_DOCUMENT TEXT_
____
Indian journalists in media firestorm

Coverage of Mumbai terror attacks stirs frenzy

Indian media was itself a major news item as the Mumbai terror attacks came to a conclusion over the weekend.

The country’s broadcasters were summoned Friday by the Ministry of Information and Broadcasting to deal with charges that the live saturation coverage had helped the terrorists. At the same time, however, traditional media were criticized as too slow and inaccurate by legions of “citizen journalists” using Internet services such as Twitter and photo site Flickr.

The deputy commissioner of police argued that the terrorists, who were holed up in two major hotels and became involved in floor-by-floor firefights with police, were gaining tactical information from TV. Using powers under Section 19 of the country’s Cable Television Networks Act, he ordered a blackout of TV news channels.

“Transmission of various clippings/live relay/coverage of the actions being taken by the police against the terrorists in South Mumbai is causing impediment in the police action … thereby endangering the lives of the police personnel as also of the hostages,” the order stated.

Cable and satellite channels went off air for nearly half an hour before the order was rescinded.

Media chiefs present at a meeting between the MIB, the Indian Broadcasting Federation and News Broadcasting Assn. hit back by accusing the government information departments and ministerial interfaces of failing to keep up with developments in the media industry.

They said it was unclear which officials had authority to speak to the media, that government and media had never agreed to procedures for coverage of national emergencies, and that the Press Information Bureau is set up to handle print rather than broadcast and online media.
____
_MATERIAL SHOWN_
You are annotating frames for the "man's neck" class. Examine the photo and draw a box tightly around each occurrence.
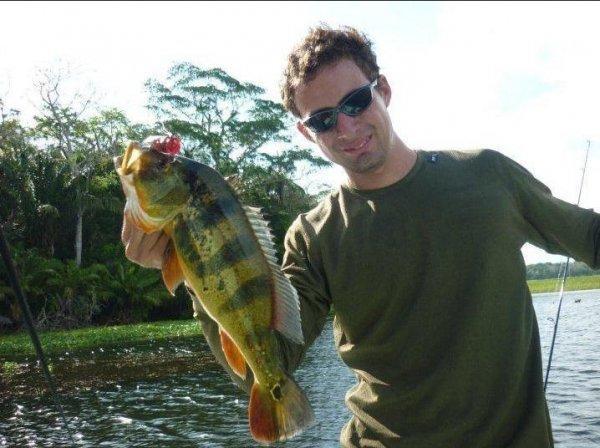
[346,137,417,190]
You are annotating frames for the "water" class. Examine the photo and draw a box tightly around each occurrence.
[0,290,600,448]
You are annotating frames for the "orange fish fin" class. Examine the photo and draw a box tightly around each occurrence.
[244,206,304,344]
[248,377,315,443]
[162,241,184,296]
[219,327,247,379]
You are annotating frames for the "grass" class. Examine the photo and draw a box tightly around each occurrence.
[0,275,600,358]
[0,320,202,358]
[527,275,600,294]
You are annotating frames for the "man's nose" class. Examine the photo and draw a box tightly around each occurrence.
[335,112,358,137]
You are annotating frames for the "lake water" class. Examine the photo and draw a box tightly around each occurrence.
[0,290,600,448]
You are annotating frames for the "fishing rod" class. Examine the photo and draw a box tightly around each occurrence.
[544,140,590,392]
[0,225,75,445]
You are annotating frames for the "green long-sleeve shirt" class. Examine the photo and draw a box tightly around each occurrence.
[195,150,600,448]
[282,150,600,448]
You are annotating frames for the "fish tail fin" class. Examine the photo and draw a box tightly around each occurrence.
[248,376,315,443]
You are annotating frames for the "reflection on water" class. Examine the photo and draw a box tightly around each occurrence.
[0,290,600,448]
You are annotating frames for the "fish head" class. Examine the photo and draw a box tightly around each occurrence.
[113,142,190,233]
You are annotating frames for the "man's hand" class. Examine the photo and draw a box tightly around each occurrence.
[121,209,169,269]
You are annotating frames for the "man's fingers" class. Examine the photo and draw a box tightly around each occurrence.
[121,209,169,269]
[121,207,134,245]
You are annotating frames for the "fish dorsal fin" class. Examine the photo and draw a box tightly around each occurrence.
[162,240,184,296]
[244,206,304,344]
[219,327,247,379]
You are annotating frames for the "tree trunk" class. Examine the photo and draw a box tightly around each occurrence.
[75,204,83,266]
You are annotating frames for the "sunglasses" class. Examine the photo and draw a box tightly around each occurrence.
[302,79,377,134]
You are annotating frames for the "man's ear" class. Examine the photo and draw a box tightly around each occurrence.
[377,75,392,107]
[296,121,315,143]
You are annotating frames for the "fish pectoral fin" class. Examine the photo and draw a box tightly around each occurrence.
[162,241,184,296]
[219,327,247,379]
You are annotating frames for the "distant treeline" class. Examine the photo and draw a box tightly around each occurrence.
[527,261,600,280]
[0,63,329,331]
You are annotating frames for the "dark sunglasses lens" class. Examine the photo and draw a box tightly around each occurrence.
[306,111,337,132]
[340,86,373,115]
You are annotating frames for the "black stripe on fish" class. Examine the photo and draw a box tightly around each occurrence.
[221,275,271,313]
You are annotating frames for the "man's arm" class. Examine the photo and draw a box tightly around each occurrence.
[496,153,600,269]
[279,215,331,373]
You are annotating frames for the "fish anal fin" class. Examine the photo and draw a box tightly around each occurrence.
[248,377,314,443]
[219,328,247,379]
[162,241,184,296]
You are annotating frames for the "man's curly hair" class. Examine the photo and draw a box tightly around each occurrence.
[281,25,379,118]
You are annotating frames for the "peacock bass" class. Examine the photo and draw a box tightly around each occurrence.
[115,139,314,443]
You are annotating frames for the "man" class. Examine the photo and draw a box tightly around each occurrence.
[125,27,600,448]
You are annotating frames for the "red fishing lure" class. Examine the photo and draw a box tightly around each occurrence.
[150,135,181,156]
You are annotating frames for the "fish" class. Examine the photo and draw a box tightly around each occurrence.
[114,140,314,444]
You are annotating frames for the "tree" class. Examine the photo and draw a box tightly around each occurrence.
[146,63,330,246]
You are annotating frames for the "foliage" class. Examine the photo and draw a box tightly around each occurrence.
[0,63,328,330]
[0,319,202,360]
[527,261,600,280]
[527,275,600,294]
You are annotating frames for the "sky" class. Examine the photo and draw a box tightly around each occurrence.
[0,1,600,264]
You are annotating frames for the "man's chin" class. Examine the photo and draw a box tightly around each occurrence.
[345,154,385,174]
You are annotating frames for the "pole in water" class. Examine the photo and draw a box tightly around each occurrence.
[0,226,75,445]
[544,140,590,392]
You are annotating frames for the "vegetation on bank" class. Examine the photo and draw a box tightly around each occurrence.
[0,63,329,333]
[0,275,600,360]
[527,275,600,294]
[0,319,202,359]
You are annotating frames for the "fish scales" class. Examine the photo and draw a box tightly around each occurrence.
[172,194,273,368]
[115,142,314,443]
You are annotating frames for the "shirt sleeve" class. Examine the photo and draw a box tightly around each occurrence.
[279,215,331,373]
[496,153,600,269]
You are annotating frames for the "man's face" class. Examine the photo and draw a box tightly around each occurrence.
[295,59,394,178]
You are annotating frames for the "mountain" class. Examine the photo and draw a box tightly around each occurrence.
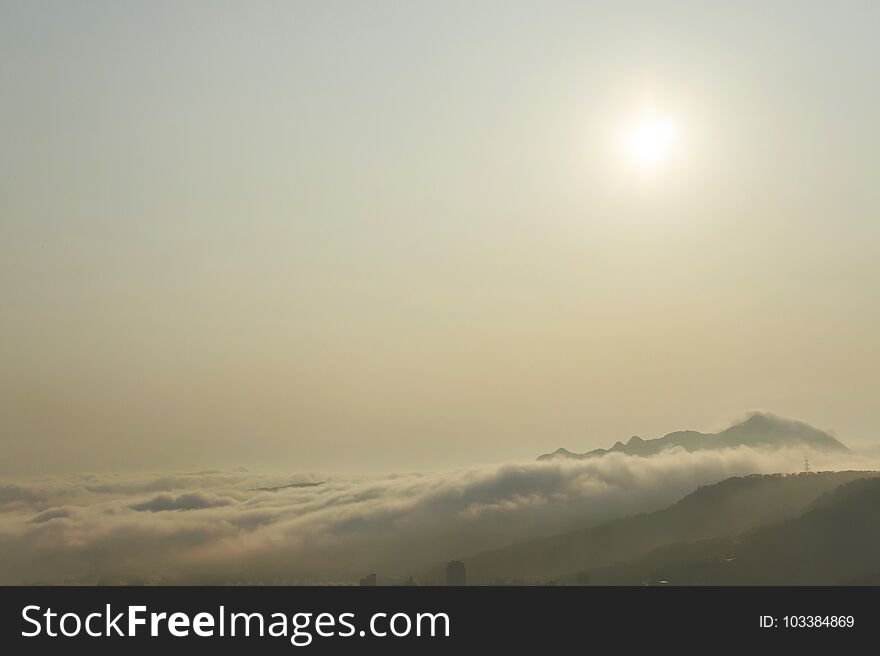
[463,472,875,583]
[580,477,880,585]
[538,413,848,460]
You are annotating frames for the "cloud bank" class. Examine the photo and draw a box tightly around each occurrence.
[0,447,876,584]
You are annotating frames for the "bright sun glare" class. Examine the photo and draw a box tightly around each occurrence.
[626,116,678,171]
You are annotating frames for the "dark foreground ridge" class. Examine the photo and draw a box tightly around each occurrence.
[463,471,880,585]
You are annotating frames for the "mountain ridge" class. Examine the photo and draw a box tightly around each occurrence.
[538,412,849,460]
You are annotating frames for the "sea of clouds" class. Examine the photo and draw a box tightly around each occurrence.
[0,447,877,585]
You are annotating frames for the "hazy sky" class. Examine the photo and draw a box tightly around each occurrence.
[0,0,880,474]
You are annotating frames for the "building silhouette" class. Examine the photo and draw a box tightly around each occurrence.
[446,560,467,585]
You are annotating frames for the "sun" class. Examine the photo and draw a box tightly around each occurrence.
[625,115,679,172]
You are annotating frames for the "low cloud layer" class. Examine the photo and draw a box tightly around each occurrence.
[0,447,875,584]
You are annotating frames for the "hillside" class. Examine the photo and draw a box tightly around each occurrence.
____
_WORK ORDER A_
In the article on Indian media coverage of the Mumbai attacks, why did the deputy commissioner of police order a blackout of TV news channels? Answer in one to three sentences.
_WORK ORDER B_
Resume the article on Indian media coverage of the Mumbai attacks after its last sentence.

_TASK RESULT A_
He argued that the terrorists, who were fighting police floor by floor in two hotels, were getting tactical information from TV. His order said the live coverage of police action was impeding that action and endangering the lives of both the police and the hostages.

_TASK RESULT B_
Through blogs, file-sharing and social networking functions on the Internet, dozens of eyewitness reports, some coming from within the two besieged hotels, delivered information faster than conventional media and challenged some of its reporting. Twitter, a user-generated service that delivers text message-sized “tweets,” for instance, reported that there was still gunfire inside the Taj Mahal long after Indian media had said it was finished. Others transcribed lists of casualties from the hospitals faster than mainstream media could access it.

While some hailed the online reporting as “a social media experiment in action,” much of the information on Twitter was woefully inaccurate. Reports of casualties in the thousands were wrong. So too, apparently, was a report that the government had asked Twitter users (aka “tweeters”) to stop reporting for fear that they too might help the attackers.

Meanwhile, Pakistan’s media was furious with Indian coverage, too. One paper described Indian broadcasters as being in a “race for propaganda” and making assumptions and unsubstantiated charges about the origins and training of the attackers.

“The Indian media, true to its traditional hate postures toward Pakistan, lost no time in blaring all those scum, pointing fingers toward Pakistan and holding it responsible for the tragic incident,” Pakistan’s the News said. “Indian (TV) anchors and analysts with one voice analyzed the incident purely based on the figment of their imaginations.”

Still others criticized media coverage as helping create an age of “celebrity terrorism.” “The terrorists’ action must always be complemented by the target’s reaction in order to complete the scene,” security analyst Paul Cornish, chairman of the Chatham House Intl. Security Program, told the BBC. “The terrorists might have assumed, quite correctly as it happens, that the world’s media and the terrorism analysis industry would very quickly fill in any gaps for them.”

Recent years have seen an explosion of specialist news TV channels in India working in Hindi, English and regional languages. Further underlining how news has become a hot button issue in the country, the Telecoms Regulatory Authority of India on Friday reversed its position on allowing news to be broadcast on FM radio stations.

Local FM radio stations have emerged in dozens of cities since deregulation a couple of years back, but they are not allowed to carry news for fear of cross-media influence from media owners like the Hindustan Times, Mid-Day and the BBC, which are now Indian radio operators. TRAI is now backing the government and says the privately run FM stations should be kept news-free for another three years.